Document text:
╔══

Ondo imposes COVID-19 vaccines as court bars Edo | Dailytrust

Ondo imposes COVID-19 vaccines as court bars Edo


Ondo State Government has made COVID-19 vaccines compulsory for residents to gain access to public places including churches and mosques.

This is coming a few days after the Edo State Government made a similar declaration.

Rising from the State Executive Council meeting on Monday, the government said the enforcement would take effect in two weeks.

The Commissioner for Information and Orientation, Donald Ojogo, told reporters that the decision was to support ongoing efforts of the state government to contain the spread of the Delta variant of the virus.

He said, “Aside all existing protocols, all residents in the state must be vaccinated with effect from two weeks from now. After the expiration of these two weeks, evidence of vaccination will be the condition to access public places, churches and mosques.”

According to him, the Head of Service has been mandated to drive this process in the public service.

Also speaking, the Special Adviser to the Governor on Entrepreneurship Development, Summy Francis, said the council also decided to deploy brand new swamp buggy to the three senatorial districts of the state to address the issue of flooding witnessed in the past few weeks

The Attorney-General and Commissioner for Justice, Charles Titiloye, stated that the council had approved that a memo for the establishment of Ondo State Competition and Consumer Protection Agency be sent to the House of Assembly.

Meanwhile, a Federal High Court in Port Harcourt, Rivers State capital has granted an order restraining Edo state Governor, Godwin Obaseki, and Edo government from imposing the vaccine on the people.

While arguing the motions in the suit with reference number: FHC/PH/FHR/266/2021 filed by Charles Osaretin, against the governor and five others dated August 30, the applicant’s lead counsel, Echezona Etiaba (SAN), urged the court to order parties to maintain status quo pending the hearing and determination of the motion on notice.

The motion on notice is for the enforcement of the applicant’s fundamental human rights and for the leave of court to serve the respondents by publishing the court’s processes in a national daily newspaper circulating in Nigeria.

The orders, as prayed, were granted by the vacation judge, Justice Stephen Dalyop Pam.

The court subsequently adjourned hearing of the substantive motion till September 10.

In the government’s directive being challenged, Obaseki had said, “From the second week of September 2021, large gatherings will only be accessed by those who have at least taken one dose/jab of the vaccine.

“From the second week of September 2021, people will not be allowed into worship centres (churches and mosques), event centres, and receptions without showing proof of the vaccination cards.

“From the middle of September 2021, you can no longer access the banking services, if you have not been vaccinated.”

╚══

Source data:
╔══

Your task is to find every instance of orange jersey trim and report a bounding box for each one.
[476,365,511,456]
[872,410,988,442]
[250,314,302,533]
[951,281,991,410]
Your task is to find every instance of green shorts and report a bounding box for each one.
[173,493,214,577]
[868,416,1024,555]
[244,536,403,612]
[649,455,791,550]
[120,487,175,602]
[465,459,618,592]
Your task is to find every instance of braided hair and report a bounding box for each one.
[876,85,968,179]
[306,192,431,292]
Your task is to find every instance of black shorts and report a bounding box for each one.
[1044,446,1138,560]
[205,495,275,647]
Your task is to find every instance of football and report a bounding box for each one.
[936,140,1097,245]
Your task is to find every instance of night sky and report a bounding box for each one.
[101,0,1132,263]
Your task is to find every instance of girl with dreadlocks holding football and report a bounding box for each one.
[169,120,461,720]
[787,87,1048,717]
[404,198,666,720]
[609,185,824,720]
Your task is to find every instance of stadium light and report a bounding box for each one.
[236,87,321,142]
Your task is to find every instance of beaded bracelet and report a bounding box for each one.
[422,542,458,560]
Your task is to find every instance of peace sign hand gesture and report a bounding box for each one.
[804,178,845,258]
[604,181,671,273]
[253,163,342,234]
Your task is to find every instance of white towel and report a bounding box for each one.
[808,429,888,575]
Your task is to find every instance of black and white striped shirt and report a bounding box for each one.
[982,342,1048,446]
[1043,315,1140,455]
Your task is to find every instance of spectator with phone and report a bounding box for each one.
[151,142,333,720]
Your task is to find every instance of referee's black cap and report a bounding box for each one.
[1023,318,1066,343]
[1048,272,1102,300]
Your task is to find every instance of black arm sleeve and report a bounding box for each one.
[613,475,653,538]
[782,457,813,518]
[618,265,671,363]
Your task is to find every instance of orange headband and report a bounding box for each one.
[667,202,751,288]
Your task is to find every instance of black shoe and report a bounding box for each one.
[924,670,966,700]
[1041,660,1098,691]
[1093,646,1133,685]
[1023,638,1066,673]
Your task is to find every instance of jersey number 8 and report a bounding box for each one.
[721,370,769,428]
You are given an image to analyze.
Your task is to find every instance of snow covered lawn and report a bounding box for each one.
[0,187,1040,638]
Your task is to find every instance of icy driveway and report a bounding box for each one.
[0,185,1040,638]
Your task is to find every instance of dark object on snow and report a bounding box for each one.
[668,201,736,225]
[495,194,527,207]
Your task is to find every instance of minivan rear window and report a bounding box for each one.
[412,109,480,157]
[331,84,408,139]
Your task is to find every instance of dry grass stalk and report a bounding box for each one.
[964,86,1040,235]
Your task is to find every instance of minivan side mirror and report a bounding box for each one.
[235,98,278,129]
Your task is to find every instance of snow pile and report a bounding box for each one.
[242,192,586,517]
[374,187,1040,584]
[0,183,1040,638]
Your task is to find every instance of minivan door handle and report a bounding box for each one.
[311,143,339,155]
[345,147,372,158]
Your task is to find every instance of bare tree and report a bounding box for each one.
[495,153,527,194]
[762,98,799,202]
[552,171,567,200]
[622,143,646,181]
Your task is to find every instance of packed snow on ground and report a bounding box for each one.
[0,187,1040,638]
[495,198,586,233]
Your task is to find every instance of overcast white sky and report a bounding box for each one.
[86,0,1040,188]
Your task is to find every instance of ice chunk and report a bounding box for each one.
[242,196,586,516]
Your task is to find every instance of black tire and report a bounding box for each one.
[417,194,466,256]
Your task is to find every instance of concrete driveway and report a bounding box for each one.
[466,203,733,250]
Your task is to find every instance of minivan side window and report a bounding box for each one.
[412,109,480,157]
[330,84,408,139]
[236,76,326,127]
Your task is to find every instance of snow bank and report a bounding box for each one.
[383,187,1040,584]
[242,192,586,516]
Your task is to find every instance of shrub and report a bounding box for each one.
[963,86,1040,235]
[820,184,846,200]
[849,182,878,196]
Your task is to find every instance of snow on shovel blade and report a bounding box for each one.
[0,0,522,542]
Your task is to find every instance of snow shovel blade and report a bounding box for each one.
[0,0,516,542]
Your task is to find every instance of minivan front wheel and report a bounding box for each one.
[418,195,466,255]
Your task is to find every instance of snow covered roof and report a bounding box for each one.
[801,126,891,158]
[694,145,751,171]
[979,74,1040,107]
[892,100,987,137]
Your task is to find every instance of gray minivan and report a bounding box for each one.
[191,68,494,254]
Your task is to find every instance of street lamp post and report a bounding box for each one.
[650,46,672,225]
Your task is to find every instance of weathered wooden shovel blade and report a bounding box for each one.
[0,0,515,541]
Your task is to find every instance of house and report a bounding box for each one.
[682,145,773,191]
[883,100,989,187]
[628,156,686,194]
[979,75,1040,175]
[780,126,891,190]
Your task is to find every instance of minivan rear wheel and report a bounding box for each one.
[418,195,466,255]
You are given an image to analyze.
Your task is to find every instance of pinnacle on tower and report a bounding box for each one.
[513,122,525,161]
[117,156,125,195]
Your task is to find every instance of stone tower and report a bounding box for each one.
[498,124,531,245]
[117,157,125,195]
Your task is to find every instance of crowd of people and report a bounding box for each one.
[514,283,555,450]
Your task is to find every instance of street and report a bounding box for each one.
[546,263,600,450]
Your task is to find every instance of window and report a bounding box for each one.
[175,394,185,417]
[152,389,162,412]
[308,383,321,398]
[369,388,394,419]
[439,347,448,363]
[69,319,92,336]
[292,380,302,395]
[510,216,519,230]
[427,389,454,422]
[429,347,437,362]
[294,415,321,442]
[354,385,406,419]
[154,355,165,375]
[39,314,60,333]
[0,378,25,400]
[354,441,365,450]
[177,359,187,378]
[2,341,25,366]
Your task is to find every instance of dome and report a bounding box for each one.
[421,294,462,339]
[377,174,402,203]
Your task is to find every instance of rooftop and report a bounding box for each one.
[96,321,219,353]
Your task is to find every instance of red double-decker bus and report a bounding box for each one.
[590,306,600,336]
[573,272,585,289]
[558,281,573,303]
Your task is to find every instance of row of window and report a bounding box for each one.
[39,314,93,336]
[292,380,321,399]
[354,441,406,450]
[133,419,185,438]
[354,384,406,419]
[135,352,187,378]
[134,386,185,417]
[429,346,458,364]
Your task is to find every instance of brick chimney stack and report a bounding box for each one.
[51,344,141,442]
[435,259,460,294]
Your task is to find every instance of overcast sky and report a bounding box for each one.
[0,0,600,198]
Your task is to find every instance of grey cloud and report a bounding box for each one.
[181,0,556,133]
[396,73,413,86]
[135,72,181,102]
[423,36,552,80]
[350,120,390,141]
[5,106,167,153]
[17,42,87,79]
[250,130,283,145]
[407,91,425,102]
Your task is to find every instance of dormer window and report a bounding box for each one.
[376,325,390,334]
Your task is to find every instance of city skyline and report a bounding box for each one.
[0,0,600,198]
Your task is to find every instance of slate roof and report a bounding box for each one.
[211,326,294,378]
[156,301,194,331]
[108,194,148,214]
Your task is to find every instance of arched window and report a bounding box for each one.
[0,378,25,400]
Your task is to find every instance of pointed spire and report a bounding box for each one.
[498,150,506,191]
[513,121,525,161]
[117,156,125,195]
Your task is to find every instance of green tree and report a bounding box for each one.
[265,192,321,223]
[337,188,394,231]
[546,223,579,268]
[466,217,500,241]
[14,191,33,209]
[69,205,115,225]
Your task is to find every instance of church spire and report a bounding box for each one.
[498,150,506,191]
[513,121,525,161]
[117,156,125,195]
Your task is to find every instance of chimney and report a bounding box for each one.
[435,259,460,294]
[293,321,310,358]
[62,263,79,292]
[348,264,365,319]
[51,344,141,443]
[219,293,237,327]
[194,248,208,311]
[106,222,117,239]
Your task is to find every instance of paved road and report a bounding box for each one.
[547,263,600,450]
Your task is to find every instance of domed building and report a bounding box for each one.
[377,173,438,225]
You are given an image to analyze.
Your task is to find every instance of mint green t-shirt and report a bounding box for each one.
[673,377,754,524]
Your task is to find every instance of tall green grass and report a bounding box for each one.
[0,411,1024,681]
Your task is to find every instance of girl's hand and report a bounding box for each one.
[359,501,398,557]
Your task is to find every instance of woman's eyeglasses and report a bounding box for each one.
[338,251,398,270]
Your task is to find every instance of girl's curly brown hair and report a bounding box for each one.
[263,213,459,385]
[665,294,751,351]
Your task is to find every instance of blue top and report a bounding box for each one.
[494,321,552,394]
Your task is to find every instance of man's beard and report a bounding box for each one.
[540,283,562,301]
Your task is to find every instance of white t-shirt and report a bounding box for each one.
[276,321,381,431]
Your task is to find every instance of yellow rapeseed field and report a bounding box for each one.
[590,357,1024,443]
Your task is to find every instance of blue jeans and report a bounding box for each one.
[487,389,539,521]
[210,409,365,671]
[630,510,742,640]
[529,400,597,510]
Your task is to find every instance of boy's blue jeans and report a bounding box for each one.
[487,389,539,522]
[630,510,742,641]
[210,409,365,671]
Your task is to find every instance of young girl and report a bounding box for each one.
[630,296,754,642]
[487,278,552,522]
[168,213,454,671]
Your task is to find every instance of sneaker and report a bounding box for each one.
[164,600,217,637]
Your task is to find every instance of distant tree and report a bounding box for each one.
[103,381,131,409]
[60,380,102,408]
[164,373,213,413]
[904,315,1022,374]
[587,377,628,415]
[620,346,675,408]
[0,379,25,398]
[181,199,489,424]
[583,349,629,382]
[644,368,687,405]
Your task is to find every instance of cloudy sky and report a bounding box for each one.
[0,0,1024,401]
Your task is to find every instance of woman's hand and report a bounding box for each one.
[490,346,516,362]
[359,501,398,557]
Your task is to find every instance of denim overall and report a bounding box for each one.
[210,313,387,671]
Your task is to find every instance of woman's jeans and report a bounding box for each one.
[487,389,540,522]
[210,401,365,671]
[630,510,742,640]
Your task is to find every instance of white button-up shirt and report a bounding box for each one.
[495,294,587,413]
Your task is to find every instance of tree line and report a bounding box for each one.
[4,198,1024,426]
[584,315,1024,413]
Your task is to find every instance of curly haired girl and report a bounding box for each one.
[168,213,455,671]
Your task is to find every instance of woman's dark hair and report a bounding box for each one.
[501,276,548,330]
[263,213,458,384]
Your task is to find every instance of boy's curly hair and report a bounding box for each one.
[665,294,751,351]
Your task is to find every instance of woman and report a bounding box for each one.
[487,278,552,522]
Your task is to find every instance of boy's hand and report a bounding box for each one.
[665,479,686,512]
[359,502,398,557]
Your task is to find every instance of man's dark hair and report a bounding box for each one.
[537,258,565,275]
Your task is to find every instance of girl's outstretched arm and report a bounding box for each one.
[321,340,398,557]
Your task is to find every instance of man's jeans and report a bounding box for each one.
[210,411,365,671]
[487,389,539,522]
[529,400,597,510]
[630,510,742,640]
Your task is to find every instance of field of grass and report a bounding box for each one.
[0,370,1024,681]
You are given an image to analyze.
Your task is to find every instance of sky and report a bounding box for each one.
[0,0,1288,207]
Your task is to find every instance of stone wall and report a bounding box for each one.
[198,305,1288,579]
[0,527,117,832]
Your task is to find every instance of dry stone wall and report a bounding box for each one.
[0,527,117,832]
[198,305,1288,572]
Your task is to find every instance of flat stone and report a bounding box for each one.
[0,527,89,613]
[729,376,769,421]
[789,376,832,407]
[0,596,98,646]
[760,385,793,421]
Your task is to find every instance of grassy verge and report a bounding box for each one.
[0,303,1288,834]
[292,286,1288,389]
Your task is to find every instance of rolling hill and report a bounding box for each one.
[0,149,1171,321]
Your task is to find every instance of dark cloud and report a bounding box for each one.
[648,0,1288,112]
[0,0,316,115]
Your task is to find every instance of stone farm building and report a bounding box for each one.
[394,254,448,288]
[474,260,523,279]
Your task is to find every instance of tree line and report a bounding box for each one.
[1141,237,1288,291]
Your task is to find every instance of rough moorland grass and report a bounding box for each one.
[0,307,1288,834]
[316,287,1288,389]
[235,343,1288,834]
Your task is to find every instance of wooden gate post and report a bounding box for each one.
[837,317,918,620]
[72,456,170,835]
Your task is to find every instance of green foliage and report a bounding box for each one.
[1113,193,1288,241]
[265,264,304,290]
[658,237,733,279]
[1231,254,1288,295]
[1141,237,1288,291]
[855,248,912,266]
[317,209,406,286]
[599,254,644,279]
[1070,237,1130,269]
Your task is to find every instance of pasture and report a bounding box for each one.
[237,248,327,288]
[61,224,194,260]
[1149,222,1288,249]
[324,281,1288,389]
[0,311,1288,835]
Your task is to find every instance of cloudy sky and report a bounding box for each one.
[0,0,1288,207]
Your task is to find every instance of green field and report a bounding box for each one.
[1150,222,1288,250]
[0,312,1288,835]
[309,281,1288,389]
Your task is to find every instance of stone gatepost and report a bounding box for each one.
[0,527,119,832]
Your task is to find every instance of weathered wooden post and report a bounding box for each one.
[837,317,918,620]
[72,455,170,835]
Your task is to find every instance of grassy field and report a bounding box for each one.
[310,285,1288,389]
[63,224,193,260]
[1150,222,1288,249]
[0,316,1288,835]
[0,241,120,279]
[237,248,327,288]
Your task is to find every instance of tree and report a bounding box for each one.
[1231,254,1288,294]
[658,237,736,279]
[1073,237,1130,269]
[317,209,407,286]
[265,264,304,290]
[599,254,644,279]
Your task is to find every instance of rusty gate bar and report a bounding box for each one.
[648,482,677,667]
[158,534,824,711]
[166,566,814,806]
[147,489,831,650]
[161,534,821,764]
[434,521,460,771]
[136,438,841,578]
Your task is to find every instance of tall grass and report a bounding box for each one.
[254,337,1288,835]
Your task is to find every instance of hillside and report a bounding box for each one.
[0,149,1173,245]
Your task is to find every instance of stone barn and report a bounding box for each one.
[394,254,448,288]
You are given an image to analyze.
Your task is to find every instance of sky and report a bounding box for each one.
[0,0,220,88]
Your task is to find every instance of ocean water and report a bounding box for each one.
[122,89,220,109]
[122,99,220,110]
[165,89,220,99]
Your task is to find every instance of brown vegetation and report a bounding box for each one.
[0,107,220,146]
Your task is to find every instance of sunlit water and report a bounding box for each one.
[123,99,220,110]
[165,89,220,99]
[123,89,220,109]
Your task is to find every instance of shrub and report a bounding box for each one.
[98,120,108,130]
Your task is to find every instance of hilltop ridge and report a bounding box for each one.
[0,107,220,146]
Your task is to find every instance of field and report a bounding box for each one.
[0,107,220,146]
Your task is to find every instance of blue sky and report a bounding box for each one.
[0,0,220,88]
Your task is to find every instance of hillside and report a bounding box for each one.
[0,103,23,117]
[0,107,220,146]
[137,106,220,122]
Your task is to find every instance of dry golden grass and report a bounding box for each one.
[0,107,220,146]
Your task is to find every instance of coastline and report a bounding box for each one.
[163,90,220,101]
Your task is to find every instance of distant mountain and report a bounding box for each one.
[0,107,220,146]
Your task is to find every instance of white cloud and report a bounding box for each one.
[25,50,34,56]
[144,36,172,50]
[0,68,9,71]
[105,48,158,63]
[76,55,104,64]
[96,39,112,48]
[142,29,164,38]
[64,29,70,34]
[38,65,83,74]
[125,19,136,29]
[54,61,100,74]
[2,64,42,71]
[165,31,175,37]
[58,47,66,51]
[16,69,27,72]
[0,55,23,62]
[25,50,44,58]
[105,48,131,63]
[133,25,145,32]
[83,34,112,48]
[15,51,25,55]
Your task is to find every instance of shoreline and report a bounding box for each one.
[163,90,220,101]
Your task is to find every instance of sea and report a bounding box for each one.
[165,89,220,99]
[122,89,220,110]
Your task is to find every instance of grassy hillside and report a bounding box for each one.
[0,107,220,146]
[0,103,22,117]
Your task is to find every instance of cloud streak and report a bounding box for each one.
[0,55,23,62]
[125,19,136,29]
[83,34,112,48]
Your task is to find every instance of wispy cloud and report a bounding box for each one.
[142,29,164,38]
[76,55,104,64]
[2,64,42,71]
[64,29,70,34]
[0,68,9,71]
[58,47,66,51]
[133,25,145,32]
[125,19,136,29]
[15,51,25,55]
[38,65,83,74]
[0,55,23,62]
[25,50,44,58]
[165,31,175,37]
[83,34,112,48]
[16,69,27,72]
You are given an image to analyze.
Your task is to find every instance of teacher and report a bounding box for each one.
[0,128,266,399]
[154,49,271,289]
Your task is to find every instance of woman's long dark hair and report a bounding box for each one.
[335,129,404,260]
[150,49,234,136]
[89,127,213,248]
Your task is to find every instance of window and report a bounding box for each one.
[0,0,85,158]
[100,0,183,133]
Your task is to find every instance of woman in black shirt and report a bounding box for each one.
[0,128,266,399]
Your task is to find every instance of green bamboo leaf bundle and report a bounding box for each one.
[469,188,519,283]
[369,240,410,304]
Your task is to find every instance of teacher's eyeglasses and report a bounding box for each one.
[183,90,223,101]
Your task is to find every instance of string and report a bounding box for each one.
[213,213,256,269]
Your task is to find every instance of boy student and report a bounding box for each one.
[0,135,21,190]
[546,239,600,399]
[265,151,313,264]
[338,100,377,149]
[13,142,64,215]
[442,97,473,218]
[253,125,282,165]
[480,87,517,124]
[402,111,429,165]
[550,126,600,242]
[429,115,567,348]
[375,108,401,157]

╚══

Task instructions:
Copy the news report above on the Ondo and Edo vaccine rules word for word, from "The orders, as" to "till September 10.".

Task output:
The orders, as prayed, were granted by the vacation judge, Justice Stephen Dalyop Pam.

The court subsequently adjourned hearing of the substantive motion till September 10.